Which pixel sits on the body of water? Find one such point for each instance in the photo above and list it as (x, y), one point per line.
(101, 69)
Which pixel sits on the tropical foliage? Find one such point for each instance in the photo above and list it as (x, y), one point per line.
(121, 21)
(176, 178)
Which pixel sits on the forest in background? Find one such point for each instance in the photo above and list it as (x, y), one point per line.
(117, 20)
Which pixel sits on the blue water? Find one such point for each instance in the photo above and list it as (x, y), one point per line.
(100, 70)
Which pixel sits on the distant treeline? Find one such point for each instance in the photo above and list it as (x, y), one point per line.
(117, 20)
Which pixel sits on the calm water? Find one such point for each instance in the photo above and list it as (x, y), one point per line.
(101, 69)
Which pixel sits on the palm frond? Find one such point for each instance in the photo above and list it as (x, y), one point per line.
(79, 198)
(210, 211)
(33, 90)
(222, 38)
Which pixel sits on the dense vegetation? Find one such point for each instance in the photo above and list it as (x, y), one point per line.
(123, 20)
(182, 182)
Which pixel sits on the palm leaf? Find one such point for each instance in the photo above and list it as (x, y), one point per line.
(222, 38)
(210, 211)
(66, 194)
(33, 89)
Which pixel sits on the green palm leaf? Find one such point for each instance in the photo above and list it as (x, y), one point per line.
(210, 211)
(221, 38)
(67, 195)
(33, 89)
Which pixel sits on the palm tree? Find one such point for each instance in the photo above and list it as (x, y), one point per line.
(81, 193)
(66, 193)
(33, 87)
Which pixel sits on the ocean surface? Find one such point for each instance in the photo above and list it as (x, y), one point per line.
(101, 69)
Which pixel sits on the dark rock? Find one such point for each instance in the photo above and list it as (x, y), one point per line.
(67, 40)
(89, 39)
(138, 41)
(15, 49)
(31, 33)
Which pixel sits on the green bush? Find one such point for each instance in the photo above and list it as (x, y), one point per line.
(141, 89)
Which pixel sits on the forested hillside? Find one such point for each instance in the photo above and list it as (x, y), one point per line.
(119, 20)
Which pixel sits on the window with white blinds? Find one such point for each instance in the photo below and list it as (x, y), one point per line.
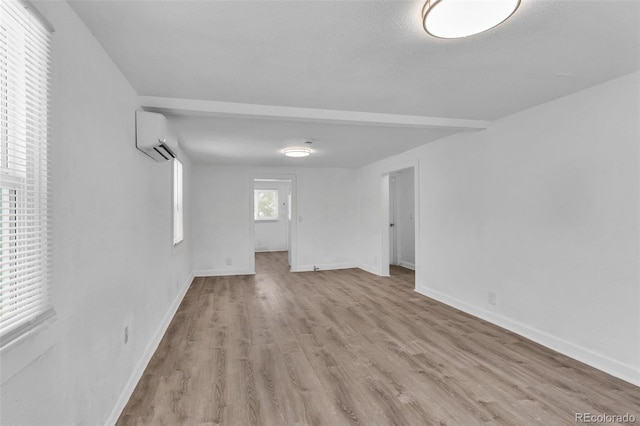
(25, 238)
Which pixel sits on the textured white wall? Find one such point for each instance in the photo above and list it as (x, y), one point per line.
(541, 209)
(113, 260)
(327, 206)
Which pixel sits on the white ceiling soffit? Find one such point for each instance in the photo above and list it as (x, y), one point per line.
(260, 142)
(350, 64)
(200, 107)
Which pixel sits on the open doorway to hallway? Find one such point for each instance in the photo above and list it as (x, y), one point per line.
(402, 229)
(272, 213)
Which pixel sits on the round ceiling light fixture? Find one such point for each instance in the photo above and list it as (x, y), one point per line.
(462, 18)
(296, 151)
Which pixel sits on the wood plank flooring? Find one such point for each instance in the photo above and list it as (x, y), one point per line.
(349, 348)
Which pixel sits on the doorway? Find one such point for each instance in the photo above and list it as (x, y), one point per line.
(272, 207)
(399, 224)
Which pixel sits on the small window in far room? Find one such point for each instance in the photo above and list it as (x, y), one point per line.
(178, 214)
(265, 204)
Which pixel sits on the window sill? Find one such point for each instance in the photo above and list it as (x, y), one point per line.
(26, 349)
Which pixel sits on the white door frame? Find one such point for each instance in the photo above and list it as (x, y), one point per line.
(293, 223)
(384, 225)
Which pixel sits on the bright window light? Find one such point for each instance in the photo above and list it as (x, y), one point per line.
(265, 204)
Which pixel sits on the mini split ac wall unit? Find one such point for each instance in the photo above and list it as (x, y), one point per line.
(152, 136)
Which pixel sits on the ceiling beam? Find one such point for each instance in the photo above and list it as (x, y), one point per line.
(201, 107)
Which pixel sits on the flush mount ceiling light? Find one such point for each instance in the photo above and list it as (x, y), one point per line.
(462, 18)
(295, 151)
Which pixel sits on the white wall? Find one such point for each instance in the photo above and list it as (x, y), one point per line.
(405, 218)
(112, 253)
(273, 235)
(542, 209)
(327, 208)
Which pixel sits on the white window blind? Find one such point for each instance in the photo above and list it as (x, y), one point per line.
(25, 239)
(178, 216)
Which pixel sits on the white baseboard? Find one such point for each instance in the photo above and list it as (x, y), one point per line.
(601, 362)
(150, 349)
(407, 265)
(222, 272)
(324, 267)
(370, 269)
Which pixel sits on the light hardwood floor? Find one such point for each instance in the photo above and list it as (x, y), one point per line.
(347, 347)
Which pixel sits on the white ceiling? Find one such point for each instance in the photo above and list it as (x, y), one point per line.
(362, 56)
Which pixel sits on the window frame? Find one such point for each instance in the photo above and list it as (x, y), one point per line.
(276, 216)
(25, 191)
(177, 201)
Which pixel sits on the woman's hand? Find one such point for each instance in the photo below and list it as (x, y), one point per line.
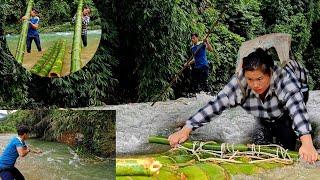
(24, 18)
(307, 150)
(179, 137)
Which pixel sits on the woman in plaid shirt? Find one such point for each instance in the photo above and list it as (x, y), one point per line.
(271, 94)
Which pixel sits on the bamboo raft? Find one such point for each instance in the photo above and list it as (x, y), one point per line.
(204, 160)
(23, 35)
(50, 64)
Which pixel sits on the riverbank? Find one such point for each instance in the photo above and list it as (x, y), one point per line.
(58, 161)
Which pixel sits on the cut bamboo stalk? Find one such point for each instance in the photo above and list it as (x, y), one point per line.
(137, 167)
(57, 66)
(47, 67)
(218, 146)
(23, 35)
(46, 57)
(76, 45)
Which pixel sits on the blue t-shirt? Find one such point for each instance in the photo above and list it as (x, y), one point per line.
(33, 32)
(10, 154)
(201, 57)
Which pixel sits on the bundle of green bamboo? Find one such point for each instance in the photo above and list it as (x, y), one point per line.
(77, 43)
(51, 62)
(222, 150)
(137, 167)
(183, 163)
(23, 35)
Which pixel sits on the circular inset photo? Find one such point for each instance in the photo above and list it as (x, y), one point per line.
(52, 38)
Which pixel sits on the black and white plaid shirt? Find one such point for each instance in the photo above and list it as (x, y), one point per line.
(285, 93)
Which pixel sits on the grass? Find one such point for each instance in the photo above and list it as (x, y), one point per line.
(47, 40)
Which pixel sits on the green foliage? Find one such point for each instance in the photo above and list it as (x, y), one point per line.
(52, 13)
(145, 43)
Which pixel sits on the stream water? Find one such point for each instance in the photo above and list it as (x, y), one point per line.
(58, 161)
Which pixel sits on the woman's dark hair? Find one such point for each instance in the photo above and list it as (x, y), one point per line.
(22, 129)
(35, 10)
(258, 59)
(194, 34)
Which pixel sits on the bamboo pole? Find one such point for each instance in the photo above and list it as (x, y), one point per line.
(57, 66)
(218, 147)
(23, 35)
(47, 67)
(76, 45)
(46, 57)
(137, 167)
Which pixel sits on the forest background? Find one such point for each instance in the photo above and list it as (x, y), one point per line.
(145, 43)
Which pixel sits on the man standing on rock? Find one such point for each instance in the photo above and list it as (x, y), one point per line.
(85, 23)
(16, 148)
(270, 93)
(200, 72)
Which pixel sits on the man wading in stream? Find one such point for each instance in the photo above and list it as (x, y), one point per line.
(273, 96)
(16, 148)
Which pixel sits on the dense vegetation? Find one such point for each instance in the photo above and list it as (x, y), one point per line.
(144, 43)
(97, 127)
(55, 15)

----

§ REQUEST: Restate the records word for word, omitting images.

§ EXPECTED ANSWER:
Which pixel sits on the body of water? Find one such point for each instance in the photo above and list it as (x, y), one point per line.
(101, 69)
Which pixel sits on the tropical foliage? Find one such point for each instance in the photo above and list it as (x, y), one point per line.
(121, 21)
(176, 178)
Which pixel sits on the forest in background? Find one such point for each instance in the photo above and list it as (x, y), one point per line.
(117, 20)
Which pixel sits on the blue water? Find one such point for each instance in the photo above and list it as (x, y), one point per line.
(100, 70)
Which pixel sits on the distant treeline? Find one such point for each instance in the photo above and list it as (x, y), one point per line.
(117, 20)
Which pixel sits on the calm water? Find one such point for each instance in the photo above and list it as (x, y), one point per line.
(101, 69)
Which pixel sits on the palm frond? Find one such point for each instance in the photo above and list it as (x, y), one point per line.
(79, 198)
(210, 211)
(33, 90)
(222, 38)
Which pixel sits on the dense vegetation? Find one such point for each instance in the photo above and list it as (x, y), one point per line.
(123, 20)
(182, 182)
Which pixel sits on the palm leaf? Find one such point for each instance in the photo above and list it as (x, y), one point per line.
(222, 38)
(210, 211)
(66, 194)
(33, 89)
Which pixel sits on the green palm leaf? Find one such point for each instance in the photo above and list it as (x, y), one point per line.
(210, 211)
(221, 38)
(67, 195)
(33, 89)
Which pixel sits on the palm tree? Find one such point for each instance in the photo above and list it as (x, y), one point per line.
(81, 193)
(66, 193)
(33, 87)
Which pixel sits on the ocean surface? Find one such point for each instance in the photo above and list it as (x, y), one point per line.
(101, 69)
Which pixel sits on the dark rock? Find one such point for each instance in the photo above and list it as (x, y), one point per line.
(67, 40)
(89, 39)
(138, 41)
(15, 49)
(31, 33)
Which pixel sits on the green bush? Find one such point for each instance in the photo above and list it as (x, y), one point per line.
(141, 89)
Which pixel sits on the forested hillside? Find one such point for each instance in the photo above and list it as (x, y), one point per line.
(119, 20)
Which pixel sits on the window with white blinds? Find one such point for each instance in the photo below and list it as (x, y), one point per line.
(25, 238)
Which pixel sits on the textured white wall? Find one such point for each instance in the photo above and list it as (x, y), one point per line.
(541, 209)
(113, 260)
(327, 206)
Which pixel sits on the white ceiling soffit? Find one such point for each instance in the photo above and list it as (x, y), one point per line.
(260, 142)
(350, 64)
(200, 107)
Which pixel sits on the open doorway to hallway? Find one such point for each instance in the photo above and list it as (x, y), one point per line.
(402, 229)
(272, 213)
Which pixel sits on the round ceiling light fixture? Find one such point for each instance in the photo above and list it as (x, y), one point per line.
(462, 18)
(296, 151)
Which pixel sits on the wood plank flooring? Find one such point for each instance in the photo above and list it as (x, y), one point per line.
(349, 348)
Which pixel sits on the doorway? Find one such point for each instance in the photo above and list it as (x, y), one point per line.
(272, 207)
(399, 224)
Which pixel sits on the small window in far room? Find one such point for each instance in the photo above and list it as (x, y), one point per line.
(178, 214)
(265, 204)
Which pixel sits on the window sill? Find one such point for each instance in the photo above and list it as (x, y), one point per line.
(26, 349)
Which pixel sits on the white door frame? Find one such point for each instance in the photo above and list it as (x, y), one point per line.
(293, 223)
(384, 225)
Which pixel sits on the bright window light? Find one such point for each instance in the photo above and list it as (x, y), one point per line.
(265, 204)
Which pixel sits on the mini split ac wall unit? Find one such point for each instance in the photo above and list it as (x, y), one point per line.
(152, 136)
Which pixel sits on the ceiling beam? Find one such point for each instance in the photo above and list it as (x, y), one point per line.
(201, 107)
Which pixel sits on the flush mount ceiling light? Find one such point for each instance in the photo above and list it as (x, y), one point per line.
(462, 18)
(295, 151)
Which pixel sits on the white wall? Find one such point for each instance in the photo above and list it as (x, y), one point per line.
(405, 218)
(112, 253)
(273, 235)
(542, 209)
(327, 208)
Which pixel sits on the white window blind? Find one such point for each instance in the photo above and list it as (x, y), one point per line.
(25, 239)
(178, 216)
Which pixel sits on the white baseboard? Find one such point for each instance in the photo above and list it as (x, y), one point per line.
(601, 362)
(150, 349)
(407, 265)
(222, 272)
(324, 267)
(370, 269)
Which pixel sits on the light hardwood floor? Find one such point for each instance in the photo above and list it as (x, y), one point per line.
(347, 347)
Which pixel sits on the white ceiling? Find one such point for each instance in the photo above and list it as (x, y), one point per line.
(362, 56)
Which pixel sits on the window frame? Find one such point for each instance in the photo above and list it as (x, y), one point per line.
(276, 216)
(25, 191)
(177, 201)
Which pixel sits on the woman's hand? Find one such point for each instance in the photo below and list it as (x, y), one point per line.
(24, 18)
(307, 150)
(179, 137)
Which pixel sits on the woman in plaid shirt? Find one such point for each instance in the photo above and list it as (x, y), one point per line.
(271, 94)
Which pixel sits on the bamboo raft? Find one such point for each instance in the photo above and list it as (x, y), one point per line.
(204, 160)
(23, 35)
(50, 64)
Which pixel sits on the riverbank? Find one such point for each instance in the photo above and list it as (x, y), one point per line.
(58, 161)
Which pixel sits on the cut bamboo stalk? Find one such point for each instance in the photo above and list it as (x, y), one point per line.
(137, 167)
(57, 66)
(47, 67)
(218, 146)
(23, 35)
(46, 57)
(76, 45)
Which pixel sits on the blue t-shirt? Find one such point for each instance in the photo above and list it as (x, y), one point per line.
(33, 32)
(10, 154)
(201, 57)
Which pixel sits on the bundle of green bamboo? Find one such point for each instance in the photo above and list it as (x, y), one point per line.
(77, 43)
(51, 62)
(222, 150)
(137, 167)
(183, 163)
(23, 35)
Which pixel sits on the circular inset photo? Find one such point for each instance in the photo above and list it as (x, y), one point per line.
(52, 38)
Which pixel sits on the black and white plaid shirt? Find one such point for each instance in the photo above and list it as (x, y), one point per line.
(285, 93)
Which pixel sits on the grass? Find one such point for each instance in the photo above and list it as (x, y), one point per line.
(47, 40)
Which pixel sits on the green foliage? Find one such point for each instance in the photo above and list it as (x, y), one point per line.
(52, 13)
(145, 43)
Which pixel sits on the stream water? Find one such point for each instance in the photo above and list it as (x, y), one point per line.
(58, 161)
Which pixel sits on the woman's dark hair? Find one such point for each instance in the photo above and list it as (x, y), one point per line.
(22, 129)
(35, 10)
(258, 59)
(194, 34)
Which pixel sits on the bamboo pole? Find one such point for each instance in the photo above and list it as (x, y), one point per line.
(57, 66)
(218, 147)
(23, 35)
(47, 67)
(76, 45)
(46, 57)
(137, 167)
Which pixel sits on the forest background? Find one such point for each instance in the photo above and list it as (x, y), one point per line.
(145, 43)
Which pixel sits on the man standing on rock? Find one such point for each instance in the photo above and list it as (x, y), one point per line.
(85, 23)
(16, 148)
(270, 93)
(200, 72)
Which pixel sits on the man wading in stream? Find one such point for each instance in the photo above and list it as (x, y), one point per line.
(273, 96)
(16, 148)
Which pixel sits on the dense vegetation? Find one such point for each instance in the photo above and list it as (x, y), one point per line.
(144, 43)
(97, 127)
(55, 15)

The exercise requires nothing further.